◆ Written request ◆
How many lines in the records below contain the string "wheel"? Case counts, so give only the number.

◆ Stored entries ◆
⟨

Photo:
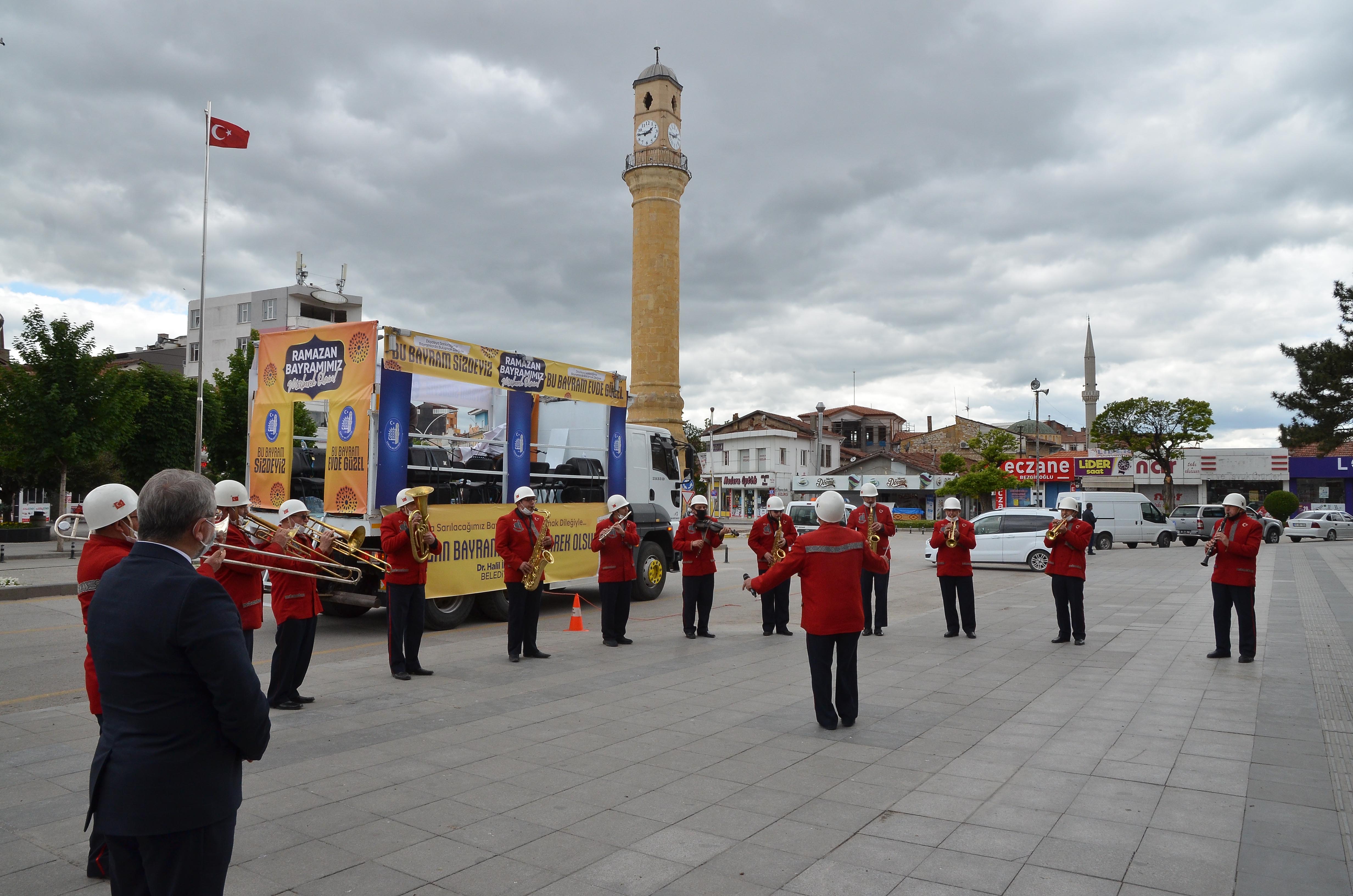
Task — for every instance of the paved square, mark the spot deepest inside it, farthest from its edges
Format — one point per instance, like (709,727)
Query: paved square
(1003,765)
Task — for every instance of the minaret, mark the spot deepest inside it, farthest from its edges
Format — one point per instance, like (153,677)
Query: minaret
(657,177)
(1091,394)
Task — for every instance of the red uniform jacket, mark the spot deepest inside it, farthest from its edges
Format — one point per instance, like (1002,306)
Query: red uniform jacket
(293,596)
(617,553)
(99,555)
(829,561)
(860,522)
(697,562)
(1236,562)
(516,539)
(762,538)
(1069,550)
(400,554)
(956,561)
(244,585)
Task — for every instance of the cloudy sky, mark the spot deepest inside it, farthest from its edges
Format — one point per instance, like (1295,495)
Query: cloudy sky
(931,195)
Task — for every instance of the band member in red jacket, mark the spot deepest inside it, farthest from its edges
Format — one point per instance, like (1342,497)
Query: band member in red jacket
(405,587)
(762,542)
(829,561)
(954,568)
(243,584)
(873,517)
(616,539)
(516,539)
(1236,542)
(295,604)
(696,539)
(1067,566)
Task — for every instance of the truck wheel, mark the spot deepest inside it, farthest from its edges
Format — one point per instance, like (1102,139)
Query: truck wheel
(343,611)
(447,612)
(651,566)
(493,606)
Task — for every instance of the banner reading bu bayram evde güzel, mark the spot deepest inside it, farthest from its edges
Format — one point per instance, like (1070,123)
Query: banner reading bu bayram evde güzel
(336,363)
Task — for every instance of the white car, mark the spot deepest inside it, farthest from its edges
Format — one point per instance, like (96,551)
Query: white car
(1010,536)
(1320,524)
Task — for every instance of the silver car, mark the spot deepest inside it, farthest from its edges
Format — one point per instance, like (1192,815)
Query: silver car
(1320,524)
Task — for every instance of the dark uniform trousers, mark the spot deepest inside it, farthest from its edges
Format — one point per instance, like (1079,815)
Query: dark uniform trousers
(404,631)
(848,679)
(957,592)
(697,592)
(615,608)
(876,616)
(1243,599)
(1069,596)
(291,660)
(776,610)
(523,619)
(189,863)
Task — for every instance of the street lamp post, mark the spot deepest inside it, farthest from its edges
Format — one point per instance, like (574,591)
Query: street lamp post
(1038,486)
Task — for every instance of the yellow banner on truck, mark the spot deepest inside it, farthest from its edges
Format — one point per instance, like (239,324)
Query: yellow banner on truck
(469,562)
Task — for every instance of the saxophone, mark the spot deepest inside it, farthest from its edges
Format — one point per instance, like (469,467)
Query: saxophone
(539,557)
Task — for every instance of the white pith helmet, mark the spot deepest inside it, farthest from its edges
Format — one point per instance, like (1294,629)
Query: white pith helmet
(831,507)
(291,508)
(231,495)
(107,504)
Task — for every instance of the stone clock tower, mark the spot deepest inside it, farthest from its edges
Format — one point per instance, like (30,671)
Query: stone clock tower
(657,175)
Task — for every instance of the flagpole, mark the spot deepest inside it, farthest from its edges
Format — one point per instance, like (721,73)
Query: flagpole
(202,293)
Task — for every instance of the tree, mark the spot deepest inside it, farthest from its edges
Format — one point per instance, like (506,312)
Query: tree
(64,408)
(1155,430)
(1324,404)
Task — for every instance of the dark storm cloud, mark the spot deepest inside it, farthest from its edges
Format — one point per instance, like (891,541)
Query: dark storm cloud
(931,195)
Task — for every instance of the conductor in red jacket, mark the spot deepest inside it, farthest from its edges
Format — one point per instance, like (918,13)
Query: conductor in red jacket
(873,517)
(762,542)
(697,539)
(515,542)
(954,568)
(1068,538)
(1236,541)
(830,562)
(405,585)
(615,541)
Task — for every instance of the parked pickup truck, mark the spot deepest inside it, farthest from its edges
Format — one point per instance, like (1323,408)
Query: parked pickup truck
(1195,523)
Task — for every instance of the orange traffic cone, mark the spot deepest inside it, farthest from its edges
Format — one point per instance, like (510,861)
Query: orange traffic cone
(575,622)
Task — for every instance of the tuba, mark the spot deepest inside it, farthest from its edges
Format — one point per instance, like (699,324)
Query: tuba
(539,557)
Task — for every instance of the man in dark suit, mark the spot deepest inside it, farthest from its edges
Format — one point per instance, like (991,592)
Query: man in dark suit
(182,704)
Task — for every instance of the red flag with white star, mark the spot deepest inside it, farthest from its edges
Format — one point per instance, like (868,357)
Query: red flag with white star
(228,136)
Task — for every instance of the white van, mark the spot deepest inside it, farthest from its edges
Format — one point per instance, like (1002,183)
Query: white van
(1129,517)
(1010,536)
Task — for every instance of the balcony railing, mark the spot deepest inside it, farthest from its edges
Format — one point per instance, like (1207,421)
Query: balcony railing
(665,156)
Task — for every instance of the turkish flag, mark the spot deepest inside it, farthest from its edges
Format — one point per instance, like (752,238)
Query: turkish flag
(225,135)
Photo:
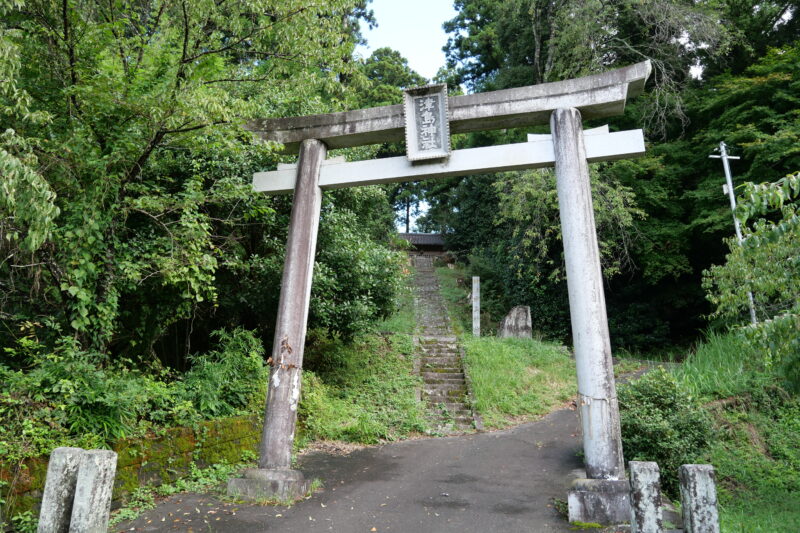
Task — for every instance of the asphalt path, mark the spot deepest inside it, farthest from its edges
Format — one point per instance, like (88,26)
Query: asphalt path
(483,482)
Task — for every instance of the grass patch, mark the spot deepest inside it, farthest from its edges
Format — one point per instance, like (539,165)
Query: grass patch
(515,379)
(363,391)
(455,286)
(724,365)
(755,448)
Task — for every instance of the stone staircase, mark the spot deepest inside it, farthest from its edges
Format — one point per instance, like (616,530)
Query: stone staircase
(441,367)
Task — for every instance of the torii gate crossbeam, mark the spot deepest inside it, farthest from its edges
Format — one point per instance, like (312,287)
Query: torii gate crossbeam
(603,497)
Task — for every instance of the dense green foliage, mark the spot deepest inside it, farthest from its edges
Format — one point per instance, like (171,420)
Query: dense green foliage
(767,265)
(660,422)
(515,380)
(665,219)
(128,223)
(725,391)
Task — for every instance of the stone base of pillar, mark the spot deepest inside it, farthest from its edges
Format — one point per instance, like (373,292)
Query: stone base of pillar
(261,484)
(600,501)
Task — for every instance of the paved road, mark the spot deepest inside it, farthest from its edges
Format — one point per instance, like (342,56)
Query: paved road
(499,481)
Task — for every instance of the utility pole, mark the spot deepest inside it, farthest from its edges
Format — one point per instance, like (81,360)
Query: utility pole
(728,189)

⟩
⟨

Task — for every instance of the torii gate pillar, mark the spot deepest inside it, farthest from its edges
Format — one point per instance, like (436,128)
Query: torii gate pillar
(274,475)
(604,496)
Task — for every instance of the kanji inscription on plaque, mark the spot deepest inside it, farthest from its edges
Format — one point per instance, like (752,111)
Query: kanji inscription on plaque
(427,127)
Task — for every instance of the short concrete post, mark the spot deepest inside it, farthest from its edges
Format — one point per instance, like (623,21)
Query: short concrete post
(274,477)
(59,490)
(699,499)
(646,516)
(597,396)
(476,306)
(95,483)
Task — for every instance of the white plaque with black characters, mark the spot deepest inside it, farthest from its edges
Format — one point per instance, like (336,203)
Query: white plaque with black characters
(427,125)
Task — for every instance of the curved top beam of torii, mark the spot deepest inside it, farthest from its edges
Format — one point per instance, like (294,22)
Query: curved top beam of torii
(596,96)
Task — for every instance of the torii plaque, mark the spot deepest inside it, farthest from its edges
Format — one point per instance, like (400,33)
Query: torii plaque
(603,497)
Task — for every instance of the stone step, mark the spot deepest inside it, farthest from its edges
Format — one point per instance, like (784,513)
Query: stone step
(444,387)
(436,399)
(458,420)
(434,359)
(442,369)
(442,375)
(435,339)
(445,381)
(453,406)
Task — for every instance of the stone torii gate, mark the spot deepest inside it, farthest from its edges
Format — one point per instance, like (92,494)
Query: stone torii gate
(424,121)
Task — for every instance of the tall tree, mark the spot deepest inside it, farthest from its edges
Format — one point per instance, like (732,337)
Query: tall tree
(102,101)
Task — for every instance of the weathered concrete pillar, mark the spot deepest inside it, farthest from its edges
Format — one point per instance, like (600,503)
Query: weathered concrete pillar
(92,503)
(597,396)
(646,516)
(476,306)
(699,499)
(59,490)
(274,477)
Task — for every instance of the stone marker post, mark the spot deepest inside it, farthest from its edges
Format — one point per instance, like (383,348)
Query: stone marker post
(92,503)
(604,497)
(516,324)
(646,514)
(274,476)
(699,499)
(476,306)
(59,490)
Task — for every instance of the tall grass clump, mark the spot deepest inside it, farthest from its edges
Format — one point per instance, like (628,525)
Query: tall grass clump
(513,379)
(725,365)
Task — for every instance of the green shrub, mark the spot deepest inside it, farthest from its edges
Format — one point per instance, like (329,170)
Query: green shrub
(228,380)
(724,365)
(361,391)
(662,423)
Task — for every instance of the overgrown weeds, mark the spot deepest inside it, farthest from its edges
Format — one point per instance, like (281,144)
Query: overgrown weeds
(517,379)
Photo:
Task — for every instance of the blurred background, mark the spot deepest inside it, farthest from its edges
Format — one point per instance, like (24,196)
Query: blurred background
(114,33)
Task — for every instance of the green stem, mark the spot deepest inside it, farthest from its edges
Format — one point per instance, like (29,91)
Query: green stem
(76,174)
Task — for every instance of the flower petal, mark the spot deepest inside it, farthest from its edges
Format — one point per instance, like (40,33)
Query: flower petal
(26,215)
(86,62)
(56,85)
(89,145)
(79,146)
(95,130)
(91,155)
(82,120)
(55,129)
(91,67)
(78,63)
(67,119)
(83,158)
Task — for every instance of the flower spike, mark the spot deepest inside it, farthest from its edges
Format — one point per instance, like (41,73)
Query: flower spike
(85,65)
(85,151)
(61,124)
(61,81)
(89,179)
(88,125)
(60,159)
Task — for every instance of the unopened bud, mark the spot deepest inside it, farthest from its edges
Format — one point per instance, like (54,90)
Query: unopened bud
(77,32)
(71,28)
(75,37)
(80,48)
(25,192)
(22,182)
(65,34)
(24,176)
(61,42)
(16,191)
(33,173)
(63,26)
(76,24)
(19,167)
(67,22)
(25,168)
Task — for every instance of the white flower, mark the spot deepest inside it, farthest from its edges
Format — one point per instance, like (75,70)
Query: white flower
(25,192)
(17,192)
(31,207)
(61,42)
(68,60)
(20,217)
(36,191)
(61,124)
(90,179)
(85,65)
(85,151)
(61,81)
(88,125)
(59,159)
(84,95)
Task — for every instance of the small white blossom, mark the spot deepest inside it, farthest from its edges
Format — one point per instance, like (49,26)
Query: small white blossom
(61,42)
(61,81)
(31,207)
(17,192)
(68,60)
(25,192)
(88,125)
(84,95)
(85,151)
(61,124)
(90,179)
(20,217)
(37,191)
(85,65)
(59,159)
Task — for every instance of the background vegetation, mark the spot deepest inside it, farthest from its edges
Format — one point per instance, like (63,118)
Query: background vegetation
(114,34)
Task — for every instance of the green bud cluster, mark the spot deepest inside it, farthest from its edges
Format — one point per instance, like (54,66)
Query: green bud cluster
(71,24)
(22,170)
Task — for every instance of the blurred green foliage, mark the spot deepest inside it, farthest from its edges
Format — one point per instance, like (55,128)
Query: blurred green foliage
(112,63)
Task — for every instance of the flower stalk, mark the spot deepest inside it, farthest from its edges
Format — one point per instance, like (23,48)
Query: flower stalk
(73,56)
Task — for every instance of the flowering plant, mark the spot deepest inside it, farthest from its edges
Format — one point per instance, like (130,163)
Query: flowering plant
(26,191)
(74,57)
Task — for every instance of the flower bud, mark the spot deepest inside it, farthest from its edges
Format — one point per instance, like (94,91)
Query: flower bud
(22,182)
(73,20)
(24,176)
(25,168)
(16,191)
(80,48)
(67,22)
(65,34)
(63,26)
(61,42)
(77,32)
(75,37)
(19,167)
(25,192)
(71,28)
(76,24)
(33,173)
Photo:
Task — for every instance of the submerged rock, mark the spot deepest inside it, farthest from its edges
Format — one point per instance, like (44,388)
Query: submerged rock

⟩
⟨

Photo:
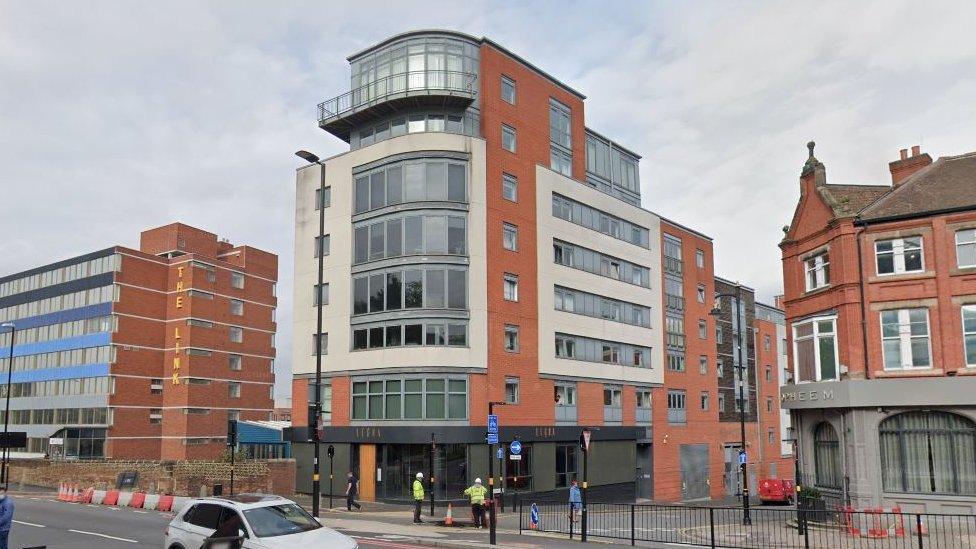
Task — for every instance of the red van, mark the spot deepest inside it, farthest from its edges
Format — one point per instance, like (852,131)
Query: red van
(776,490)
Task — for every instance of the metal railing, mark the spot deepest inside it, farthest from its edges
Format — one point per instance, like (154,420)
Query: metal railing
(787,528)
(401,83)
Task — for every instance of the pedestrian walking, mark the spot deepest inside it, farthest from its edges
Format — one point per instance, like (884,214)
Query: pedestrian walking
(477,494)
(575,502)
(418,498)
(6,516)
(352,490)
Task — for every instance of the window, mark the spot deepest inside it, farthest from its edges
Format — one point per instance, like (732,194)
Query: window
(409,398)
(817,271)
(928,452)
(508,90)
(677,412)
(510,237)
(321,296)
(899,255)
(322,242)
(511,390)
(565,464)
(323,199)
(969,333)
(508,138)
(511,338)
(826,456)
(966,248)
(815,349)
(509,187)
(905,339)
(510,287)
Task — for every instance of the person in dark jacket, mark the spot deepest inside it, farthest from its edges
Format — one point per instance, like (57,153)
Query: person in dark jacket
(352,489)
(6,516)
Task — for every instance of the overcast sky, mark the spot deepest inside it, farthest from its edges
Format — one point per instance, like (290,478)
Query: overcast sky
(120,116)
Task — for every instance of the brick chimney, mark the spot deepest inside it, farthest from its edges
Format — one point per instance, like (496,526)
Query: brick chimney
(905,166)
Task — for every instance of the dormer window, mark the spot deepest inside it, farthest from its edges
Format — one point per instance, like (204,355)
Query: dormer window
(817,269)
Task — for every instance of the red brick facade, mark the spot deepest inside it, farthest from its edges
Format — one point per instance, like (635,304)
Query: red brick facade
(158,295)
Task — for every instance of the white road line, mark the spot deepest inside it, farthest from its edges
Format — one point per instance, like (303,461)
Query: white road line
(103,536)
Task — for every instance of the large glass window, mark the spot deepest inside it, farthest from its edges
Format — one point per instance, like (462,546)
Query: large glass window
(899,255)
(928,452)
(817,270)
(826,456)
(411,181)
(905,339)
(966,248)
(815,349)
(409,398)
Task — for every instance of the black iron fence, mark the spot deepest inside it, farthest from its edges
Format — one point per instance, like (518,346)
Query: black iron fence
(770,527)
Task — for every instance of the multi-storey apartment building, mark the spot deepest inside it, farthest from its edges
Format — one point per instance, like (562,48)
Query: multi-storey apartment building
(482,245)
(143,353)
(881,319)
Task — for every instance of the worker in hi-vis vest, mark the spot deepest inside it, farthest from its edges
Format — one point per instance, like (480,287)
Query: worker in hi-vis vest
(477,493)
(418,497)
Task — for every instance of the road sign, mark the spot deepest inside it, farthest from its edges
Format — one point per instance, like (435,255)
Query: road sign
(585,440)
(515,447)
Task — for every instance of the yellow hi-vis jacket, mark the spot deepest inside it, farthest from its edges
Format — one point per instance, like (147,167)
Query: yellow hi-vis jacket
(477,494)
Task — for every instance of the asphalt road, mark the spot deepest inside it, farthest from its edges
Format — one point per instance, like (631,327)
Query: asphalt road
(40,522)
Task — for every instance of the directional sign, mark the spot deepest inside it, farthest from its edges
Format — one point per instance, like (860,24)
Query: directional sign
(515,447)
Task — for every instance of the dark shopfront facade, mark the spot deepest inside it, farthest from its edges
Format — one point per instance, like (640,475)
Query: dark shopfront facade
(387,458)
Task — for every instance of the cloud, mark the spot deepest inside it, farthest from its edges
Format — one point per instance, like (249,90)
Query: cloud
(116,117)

⟩

◆ Full output ◆
2